# 作業内容
[1] バムッカレの記事によると、「バムッカレ」という地名はトルコ語で何を意味しますか。
[2] バムッカレの記事のうち、「この石灰棚に溜まっているのは」から「間を過ごすことが出来ました。」までを一字一句そのまま書き写してください。
[3] バムッカレの記事の最後の文に続く部分を書き進めてください。

# ページ
----

ときたび日記 -3ページ目

不思議な温泉リゾート、バムッカレとヒエラポリス

石灰棚
 日本でトルコ料理のお店に行ったら、こんな不思議な光景のポスターに出くわしたことがあります。
こちらは、ローマ時代からの温泉リゾート、バムッカレの光景です。
  純白の石灰岩の棚田が、水を湛え、青い空を映し込んでいます。この風景が200メートルの高さに渡って形成されている、不思議な場所です。
 ユネスコの世界遺産でもあり、先日NHKで紹介していたので、ご存じの方も多いかと思います。

地図
 バムッカレは、エフェソスなどと違い、やや内陸に入った所に位置する街で、主な産業は、観光と綿花の生産。バムッカレとは、トルコ語で「綿の宮殿」を意味する地名です。
 街に近づくとくと、石灰岩の大きな白い山が見え、その周りにホテルが建ち並んでいます。

ホテル
  このあたり、高級リゾート地らしく、ホテルも豪華です。
ただ、ホテルが増えすぎて、バムッカレの石灰岩の棚が汚れだしてきた為、ホテルの数や立地を規制しているとのこと。
 いずこも、人が集まりすぎると、美しい自然を汚してしまう様です。

靴を脱いで下さい
 実際、これだけ珍しく、美しい石灰棚の景色ですので、ヨーロッパ方面からかなりの観光客が来ます。
この石灰棚に溜まっているのは、温泉で、足湯につかれる部分もあり、ここに掲げてある看板は「靴を脱いで下さい」と言う掲示板。

温泉
 ただ、この地域は水分が不足しており、観光資源である石灰の棚田と綿花の畑の間で、水を使用する時間などを決めて、水流をコントロールしています。
  
バムッカレの犬
 何とも言えないくらいのんびりした豊かな雰囲気に満ちています。一番印象的だったのは、犬が安心しきっていて、写真の様な姿勢で寝ていること。
 初めは死んでいるのかとびっくりしたのですが、近づくと「何か用?」と言う感じで、犬が薄目を開いて、こっちを見ます。
  こんな安心しきった犬を見るのは、初めての経験でした。

湯の沸く所
  こう言う所ですから、水不足や観光公害と言った問題もあるのでしょうが、観光客として出かけた身分としては、穏やかで豊かな時間を過ごすことが出来ました。

棚田
 石灰岩の棚田に青い空が映り込む風景は、幻想的で、時を忘れさせてくれます。

ヒエラポリスの円柱
 バムッカレの石灰棚の一番上にあるローマ時代の都市がヒエラポリス。
温泉が湧くバムッカレは、ローマ時代から有名で、そこに建てられたのが温泉保養地がヒエラポリスです。

ヒエラポリス
  温泉がある地域では地震がある訳で、早くから地震で破壊されてしまいました。
ローマ時代の浴場や劇場があり、、発掘が進んでいます。
  ただ、14世紀の大地震で廃墟と化しており、昔の姿を偲ぶのは、困難です。

 寂し気な野アザミなどが似合う、廃墟というのが正直な所。

----

[データ収集のレコード]

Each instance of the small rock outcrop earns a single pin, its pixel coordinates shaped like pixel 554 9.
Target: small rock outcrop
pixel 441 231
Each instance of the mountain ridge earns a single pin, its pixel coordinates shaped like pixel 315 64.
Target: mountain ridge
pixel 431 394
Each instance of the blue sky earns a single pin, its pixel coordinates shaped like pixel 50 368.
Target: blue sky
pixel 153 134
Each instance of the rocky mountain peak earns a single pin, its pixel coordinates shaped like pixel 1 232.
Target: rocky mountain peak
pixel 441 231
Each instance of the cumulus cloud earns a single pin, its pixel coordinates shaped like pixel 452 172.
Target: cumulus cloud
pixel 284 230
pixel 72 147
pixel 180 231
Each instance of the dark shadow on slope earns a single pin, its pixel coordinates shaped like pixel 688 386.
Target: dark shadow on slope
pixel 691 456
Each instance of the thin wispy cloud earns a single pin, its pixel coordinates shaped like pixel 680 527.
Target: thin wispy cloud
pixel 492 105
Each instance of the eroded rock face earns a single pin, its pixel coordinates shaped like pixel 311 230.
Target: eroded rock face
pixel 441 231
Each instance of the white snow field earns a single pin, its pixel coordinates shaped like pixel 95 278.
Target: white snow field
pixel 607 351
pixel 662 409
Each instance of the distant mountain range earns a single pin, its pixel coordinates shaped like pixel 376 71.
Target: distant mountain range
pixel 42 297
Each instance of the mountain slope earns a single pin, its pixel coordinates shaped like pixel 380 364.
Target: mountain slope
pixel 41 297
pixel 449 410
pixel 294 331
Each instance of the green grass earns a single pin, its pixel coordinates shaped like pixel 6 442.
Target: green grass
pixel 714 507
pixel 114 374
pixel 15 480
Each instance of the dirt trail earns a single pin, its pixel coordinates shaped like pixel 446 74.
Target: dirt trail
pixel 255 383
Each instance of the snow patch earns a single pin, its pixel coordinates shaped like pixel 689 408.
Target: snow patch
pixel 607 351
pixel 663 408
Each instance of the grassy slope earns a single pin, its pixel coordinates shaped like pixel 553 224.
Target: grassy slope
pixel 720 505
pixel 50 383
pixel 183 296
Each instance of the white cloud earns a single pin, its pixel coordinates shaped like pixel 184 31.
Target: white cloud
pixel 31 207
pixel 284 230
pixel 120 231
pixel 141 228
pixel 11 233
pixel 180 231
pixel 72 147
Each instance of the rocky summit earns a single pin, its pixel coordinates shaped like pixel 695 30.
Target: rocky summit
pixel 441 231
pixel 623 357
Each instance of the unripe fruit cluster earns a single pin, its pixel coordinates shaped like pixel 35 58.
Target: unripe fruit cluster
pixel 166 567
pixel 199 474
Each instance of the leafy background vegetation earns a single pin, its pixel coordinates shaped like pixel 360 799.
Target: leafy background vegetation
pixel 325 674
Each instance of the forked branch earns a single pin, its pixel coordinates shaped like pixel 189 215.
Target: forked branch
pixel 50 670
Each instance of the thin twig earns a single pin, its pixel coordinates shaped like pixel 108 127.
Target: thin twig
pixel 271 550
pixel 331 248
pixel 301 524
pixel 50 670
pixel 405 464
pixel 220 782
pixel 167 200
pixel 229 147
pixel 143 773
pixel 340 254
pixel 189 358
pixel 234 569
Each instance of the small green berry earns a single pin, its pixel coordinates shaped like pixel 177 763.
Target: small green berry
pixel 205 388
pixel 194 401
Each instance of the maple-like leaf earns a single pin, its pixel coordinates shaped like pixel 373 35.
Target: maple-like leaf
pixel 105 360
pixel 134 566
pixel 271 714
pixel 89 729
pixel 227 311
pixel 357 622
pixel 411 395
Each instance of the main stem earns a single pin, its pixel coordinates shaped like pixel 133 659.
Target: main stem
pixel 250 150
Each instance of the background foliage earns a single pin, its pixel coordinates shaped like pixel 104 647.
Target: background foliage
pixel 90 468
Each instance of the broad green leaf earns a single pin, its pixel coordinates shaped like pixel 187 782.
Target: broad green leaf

----

# 作業の解答
[1] 「綿の宮殿」を意味します。

[2]
この石灰棚に溜まっているのは、温泉で、足湯につかれる部分もあり、ここに掲げてある看板は「靴を脱いで下さい」と言う掲示板。

温泉
 ただ、この地域は水分が不足しており、観光資源である石灰の棚田と綿花の畑の間で、水を使用する時間などを決めて、水流をコントロールしています。
  
バムッカレの犬
 何とも言えないくらいのんびりした豊かな雰囲気に満ちています。一番印象的だったのは、犬が安心しきっていて、写真の様な姿勢で寝ていること。
 初めは死んでいるのかとびっくりしたのですが、近づくと「何か用?」と言う感じで、犬が薄目を開いて、こっちを見ます。
  こんな安心しきった犬を見るのは、初めての経験でした。

湯の沸く所
  こう言う所ですから、水不足や観光公害と言った問題もあるのでしょうが、観光客として出かけた身分としては、穏やかで豊かな時間を過ごすことが出来ました。

[3]
 でも、リゾート地としてのバムッカレは魅力的でした。長期滞在してみたいです。

女神アルテミスと聖母マリアの街、エフェソス

イスタンブールを出て、最初に訪ねたい場所とすれば、ときたび日記としては、時代が古くて、壮麗な古代ギリシャ時代の都市と言うことになります。
地図を付けようかと思ったのですが、1ページに10枚しか写真が載らないので止めました。
海洋民族だったギリシャ人の建てた都市ですから、トルコの西側にあり、元々は港でした。今は、土砂の堆積のせいで、海から離れています。

セルスス図書館
最初の写真は、12万冊の蔵書を誇ったセルシウス図書館。ギリシャ時代としては、最大規模の図書館でした。
エフェソスは、ギリシャ時代にヘラクレイトスという哲学者の活躍した街として有名です。
ただ、このヘラクレイトスは、ギリシャ哲学者には珍しい神秘思想の持ち主で、同胞の市民も、先輩の哲学者もことごとく軽蔑していました。相当、偏屈な人だったようです。

アルテミス神殿跡
エフェソスと言えば、ギリシャ時代には女神アルテミスの崇拝で有名な街でした。
エフェソスのアルテミス神殿は、世界の七不思議にも数えられた程壮麗な物で、神殿の中には、黄金や宝石に覆われた高さ15メートルのアルテミス像が安置されていました。
7回破壊され、7回再建されましたが、今では復元された柱が一本立っているだけです。
トルコの観光地では、左側にある様な、復元図の掲示がよく見られます。

ハドリアヌス神殿
エフェソスは、ローマ時代にも、交易の中心地として栄えました。これは、紀元二世紀に五賢帝の一人ハドリアヌスに献上した神殿跡です。

不明
  順序が逆になりましたが、同じく五賢帝の一人、同時代のローマの人々から「最高の第一人者」と呼ばれたトライアヌス帝に捧げられた泉。
トライアヌスは、ハドリアヌスの前任者で、ローマ本国以外からの最初の皇帝でした。彼の治めた20年間を、同時代を生きた歴史家タキトゥスは「希なる幸福な時代」と呼んでいます。

港通り
一般庶民の暮らしに身近なのは、この港通りでしょうか。港から、後で出てきます大劇場に続く通りで、両側にアーケード付きの商店が建ち並び、夜には街灯がつきました。復元図の看板も設置してあります。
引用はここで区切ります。